- _Consegna 1_:
Ricopia fedelmente le righe dei record, cominciando dall'inizio dei record e terminando con la riga che contiene "<point>285,336</point>", entrambe comprese. Ometti le immagini nella risposta.

- _Estratto fornito_:

Nel primo atto Winnie è interrata fino alla vita, ma ha le braccia libere, rio che le consente in qualche modo di «immaginarsi» una certa libertà; nel secondo atto, invece, è interrata fino al collo, in una immobilità assoluta e senza scampo. Willie, suo marito, è libero di muoversi (in verità solo strisciando ed esclusivamente all'interno del suo buco), ma non può parlare se non a monosillabi e con grande sforzo.

- _Record estratti_:
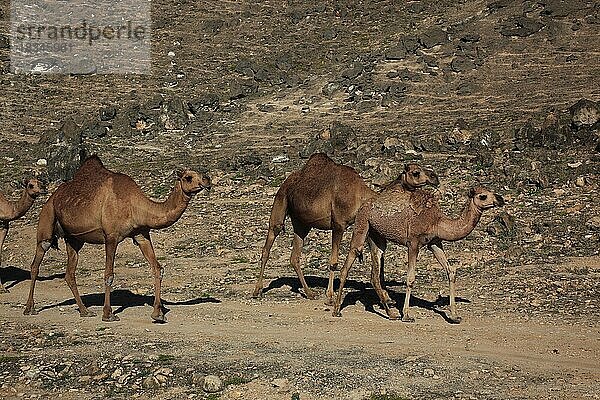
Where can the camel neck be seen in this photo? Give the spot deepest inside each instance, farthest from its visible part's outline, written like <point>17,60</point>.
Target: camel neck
<point>165,214</point>
<point>452,229</point>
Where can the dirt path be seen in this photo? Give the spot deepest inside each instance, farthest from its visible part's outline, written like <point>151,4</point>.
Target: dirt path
<point>285,336</point>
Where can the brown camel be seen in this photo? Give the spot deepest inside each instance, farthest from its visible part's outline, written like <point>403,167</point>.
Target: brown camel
<point>10,211</point>
<point>103,207</point>
<point>414,220</point>
<point>325,195</point>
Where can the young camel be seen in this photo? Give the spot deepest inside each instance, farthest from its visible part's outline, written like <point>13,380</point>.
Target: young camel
<point>413,220</point>
<point>99,206</point>
<point>10,211</point>
<point>325,195</point>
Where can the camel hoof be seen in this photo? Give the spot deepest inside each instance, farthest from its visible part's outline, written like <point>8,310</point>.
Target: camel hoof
<point>160,318</point>
<point>393,314</point>
<point>87,313</point>
<point>311,295</point>
<point>408,318</point>
<point>110,318</point>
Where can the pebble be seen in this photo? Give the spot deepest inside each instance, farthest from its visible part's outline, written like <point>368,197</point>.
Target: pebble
<point>212,384</point>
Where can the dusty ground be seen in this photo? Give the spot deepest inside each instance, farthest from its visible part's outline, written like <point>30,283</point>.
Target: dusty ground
<point>478,90</point>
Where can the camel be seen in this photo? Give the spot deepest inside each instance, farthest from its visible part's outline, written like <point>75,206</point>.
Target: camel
<point>414,220</point>
<point>325,195</point>
<point>99,206</point>
<point>10,211</point>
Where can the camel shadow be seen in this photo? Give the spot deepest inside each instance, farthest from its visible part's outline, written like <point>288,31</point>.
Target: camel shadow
<point>124,299</point>
<point>364,293</point>
<point>17,275</point>
<point>311,281</point>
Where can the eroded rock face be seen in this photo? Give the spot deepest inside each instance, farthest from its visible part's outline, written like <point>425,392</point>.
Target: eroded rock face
<point>64,150</point>
<point>585,113</point>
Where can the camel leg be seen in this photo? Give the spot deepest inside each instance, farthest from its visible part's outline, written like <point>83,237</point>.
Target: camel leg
<point>336,239</point>
<point>40,251</point>
<point>3,233</point>
<point>45,230</point>
<point>145,244</point>
<point>110,248</point>
<point>271,235</point>
<point>359,235</point>
<point>378,245</point>
<point>438,252</point>
<point>73,247</point>
<point>300,233</point>
<point>413,252</point>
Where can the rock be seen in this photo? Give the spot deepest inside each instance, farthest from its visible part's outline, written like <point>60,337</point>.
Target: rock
<point>428,373</point>
<point>173,114</point>
<point>282,385</point>
<point>462,64</point>
<point>353,72</point>
<point>212,384</point>
<point>585,113</point>
<point>433,36</point>
<point>242,88</point>
<point>150,383</point>
<point>108,113</point>
<point>280,159</point>
<point>410,43</point>
<point>460,134</point>
<point>594,222</point>
<point>330,88</point>
<point>396,53</point>
<point>520,26</point>
<point>204,102</point>
<point>64,151</point>
<point>4,42</point>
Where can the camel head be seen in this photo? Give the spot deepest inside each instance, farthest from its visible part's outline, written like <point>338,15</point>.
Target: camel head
<point>484,199</point>
<point>34,187</point>
<point>415,176</point>
<point>193,182</point>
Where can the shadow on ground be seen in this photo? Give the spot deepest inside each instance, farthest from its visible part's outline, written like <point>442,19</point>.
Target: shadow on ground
<point>17,275</point>
<point>360,292</point>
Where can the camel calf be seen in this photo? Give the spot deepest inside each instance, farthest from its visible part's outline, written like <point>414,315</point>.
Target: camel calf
<point>415,221</point>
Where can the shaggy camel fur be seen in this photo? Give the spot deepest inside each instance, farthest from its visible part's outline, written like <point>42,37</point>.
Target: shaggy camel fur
<point>325,195</point>
<point>103,207</point>
<point>413,220</point>
<point>10,211</point>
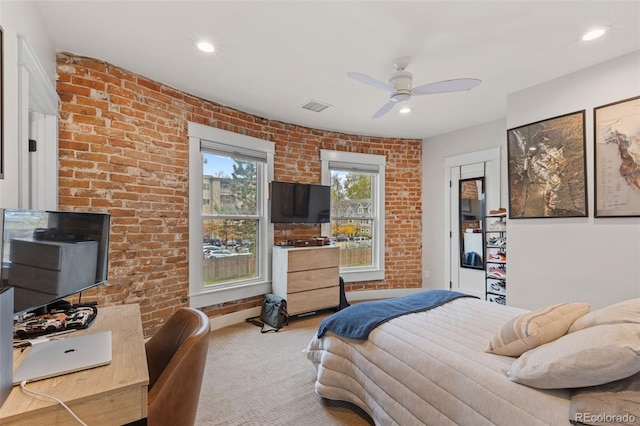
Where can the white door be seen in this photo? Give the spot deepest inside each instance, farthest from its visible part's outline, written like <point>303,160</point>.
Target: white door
<point>467,166</point>
<point>465,280</point>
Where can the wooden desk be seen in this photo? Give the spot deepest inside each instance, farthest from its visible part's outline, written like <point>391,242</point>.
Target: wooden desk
<point>114,394</point>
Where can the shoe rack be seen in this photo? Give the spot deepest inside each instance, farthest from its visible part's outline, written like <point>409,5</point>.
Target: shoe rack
<point>495,254</point>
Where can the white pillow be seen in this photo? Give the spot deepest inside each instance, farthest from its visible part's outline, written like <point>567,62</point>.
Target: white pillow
<point>627,311</point>
<point>588,357</point>
<point>535,328</point>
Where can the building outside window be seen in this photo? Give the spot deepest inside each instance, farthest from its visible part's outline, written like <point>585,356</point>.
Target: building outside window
<point>229,231</point>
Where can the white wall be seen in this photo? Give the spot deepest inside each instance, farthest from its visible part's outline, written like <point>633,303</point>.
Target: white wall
<point>19,17</point>
<point>434,152</point>
<point>549,260</point>
<point>574,259</point>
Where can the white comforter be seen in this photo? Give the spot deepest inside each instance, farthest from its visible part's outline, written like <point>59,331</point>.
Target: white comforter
<point>430,368</point>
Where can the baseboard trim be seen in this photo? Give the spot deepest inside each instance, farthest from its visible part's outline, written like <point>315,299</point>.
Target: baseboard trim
<point>352,296</point>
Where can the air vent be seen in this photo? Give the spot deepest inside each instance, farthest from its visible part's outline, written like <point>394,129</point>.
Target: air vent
<point>315,106</point>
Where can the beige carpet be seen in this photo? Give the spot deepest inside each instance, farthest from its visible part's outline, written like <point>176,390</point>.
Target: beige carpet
<point>265,379</point>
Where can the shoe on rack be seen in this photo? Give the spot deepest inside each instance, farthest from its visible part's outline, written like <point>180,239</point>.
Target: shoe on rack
<point>499,212</point>
<point>497,287</point>
<point>498,226</point>
<point>497,273</point>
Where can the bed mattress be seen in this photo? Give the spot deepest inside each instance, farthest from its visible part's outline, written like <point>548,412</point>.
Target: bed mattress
<point>430,368</point>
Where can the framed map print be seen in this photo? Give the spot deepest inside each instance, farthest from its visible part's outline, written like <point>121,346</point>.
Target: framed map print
<point>547,168</point>
<point>617,158</point>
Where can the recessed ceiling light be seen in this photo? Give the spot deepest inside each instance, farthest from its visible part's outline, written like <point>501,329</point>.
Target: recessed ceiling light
<point>594,34</point>
<point>205,46</point>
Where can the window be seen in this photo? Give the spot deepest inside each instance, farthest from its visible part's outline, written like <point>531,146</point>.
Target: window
<point>357,212</point>
<point>229,234</point>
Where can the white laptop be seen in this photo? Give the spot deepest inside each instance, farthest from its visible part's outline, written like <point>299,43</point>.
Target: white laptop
<point>63,356</point>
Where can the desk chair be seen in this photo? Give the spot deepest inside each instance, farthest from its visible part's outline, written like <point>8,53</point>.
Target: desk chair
<point>176,357</point>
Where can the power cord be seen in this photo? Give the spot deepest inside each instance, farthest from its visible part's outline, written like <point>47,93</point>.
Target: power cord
<point>32,392</point>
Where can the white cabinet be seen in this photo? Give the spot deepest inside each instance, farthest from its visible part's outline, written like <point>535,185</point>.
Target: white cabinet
<point>308,277</point>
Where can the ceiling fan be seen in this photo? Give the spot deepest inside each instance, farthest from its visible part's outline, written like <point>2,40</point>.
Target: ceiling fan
<point>400,85</point>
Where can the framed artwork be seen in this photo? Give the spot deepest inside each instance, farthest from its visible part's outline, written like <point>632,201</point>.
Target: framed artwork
<point>547,168</point>
<point>1,104</point>
<point>616,151</point>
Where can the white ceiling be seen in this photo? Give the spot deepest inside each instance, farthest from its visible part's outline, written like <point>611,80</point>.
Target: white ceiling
<point>274,56</point>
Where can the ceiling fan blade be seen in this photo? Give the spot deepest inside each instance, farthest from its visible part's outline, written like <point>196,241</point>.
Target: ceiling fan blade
<point>455,85</point>
<point>385,109</point>
<point>362,78</point>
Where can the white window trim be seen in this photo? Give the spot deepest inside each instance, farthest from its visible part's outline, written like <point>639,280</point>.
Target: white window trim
<point>366,162</point>
<point>199,295</point>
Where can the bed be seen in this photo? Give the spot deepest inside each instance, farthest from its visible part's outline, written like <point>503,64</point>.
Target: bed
<point>431,367</point>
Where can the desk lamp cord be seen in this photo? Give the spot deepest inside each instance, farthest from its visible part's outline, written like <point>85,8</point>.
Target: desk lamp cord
<point>29,391</point>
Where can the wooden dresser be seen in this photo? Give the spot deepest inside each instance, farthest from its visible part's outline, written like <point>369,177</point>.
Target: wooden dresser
<point>308,277</point>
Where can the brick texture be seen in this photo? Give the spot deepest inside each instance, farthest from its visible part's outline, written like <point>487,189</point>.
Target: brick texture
<point>123,150</point>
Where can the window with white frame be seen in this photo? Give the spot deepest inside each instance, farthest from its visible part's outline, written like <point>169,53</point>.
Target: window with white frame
<point>229,231</point>
<point>357,212</point>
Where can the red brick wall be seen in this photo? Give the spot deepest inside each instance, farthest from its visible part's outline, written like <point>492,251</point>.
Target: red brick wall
<point>124,151</point>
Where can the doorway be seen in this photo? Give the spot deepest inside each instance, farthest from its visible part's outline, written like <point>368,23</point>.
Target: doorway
<point>483,165</point>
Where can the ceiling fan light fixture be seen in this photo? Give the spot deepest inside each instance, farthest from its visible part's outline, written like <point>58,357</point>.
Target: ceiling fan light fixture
<point>400,97</point>
<point>594,34</point>
<point>205,46</point>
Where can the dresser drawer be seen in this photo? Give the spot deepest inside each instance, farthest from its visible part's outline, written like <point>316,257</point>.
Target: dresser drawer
<point>313,300</point>
<point>313,258</point>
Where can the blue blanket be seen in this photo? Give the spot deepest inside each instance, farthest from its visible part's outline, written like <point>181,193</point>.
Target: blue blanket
<point>358,320</point>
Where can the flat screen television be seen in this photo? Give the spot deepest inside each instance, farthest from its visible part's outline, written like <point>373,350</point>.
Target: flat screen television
<point>300,203</point>
<point>49,255</point>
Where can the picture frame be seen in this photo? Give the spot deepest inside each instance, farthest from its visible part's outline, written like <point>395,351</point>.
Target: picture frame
<point>547,168</point>
<point>1,103</point>
<point>616,150</point>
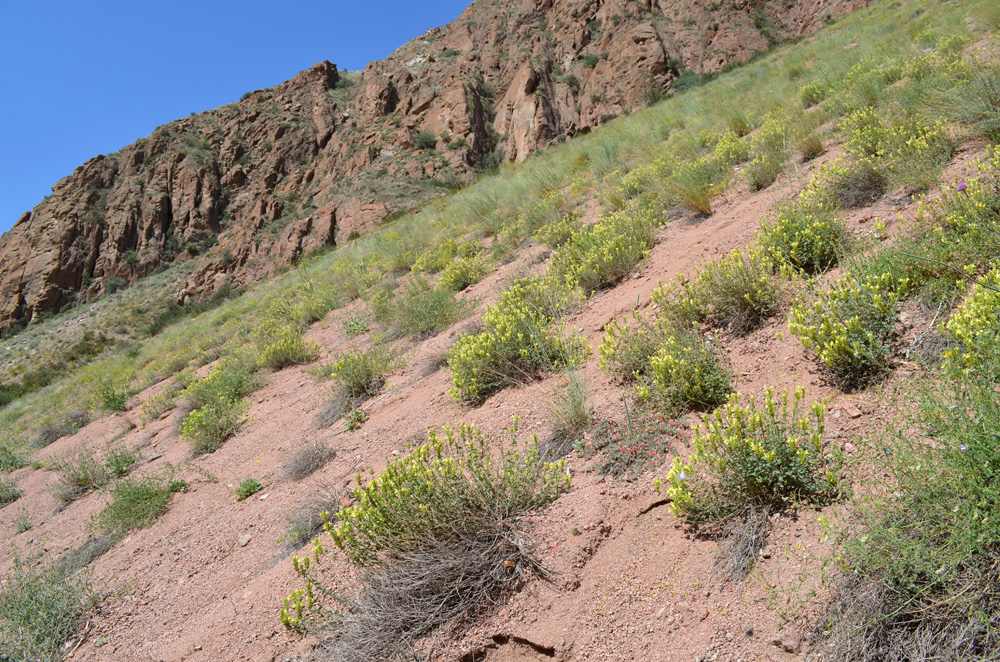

- _Consegna 2_:
Rispondi alle seguenti domande sull'estratto fornito:
(a) Fino a che punto del corpo è interrata Winnie nel primo atto?
(b) Fino a che punto è interrata nel secondo atto?
(c) In che modo riesce a parlare Willie?

- _Risposta scritta 1_:
Where can the camel neck be seen in this photo? Give the spot deepest inside each instance, farthest from its visible part's outline, written like <point>17,60</point>.
Target: camel neck
<point>165,214</point>
<point>452,229</point>
Where can the dirt path be seen in this photo? Give the spot deepest inside each instance, farthest from its visible part's outline, written like <point>151,4</point>.
Target: dirt path
<point>285,336</point>

- _Risposta scritta 2_:
(a) Fino alla vita.
(b) Fino al collo.
(c) Solo a monosillabi e con grande sforzo.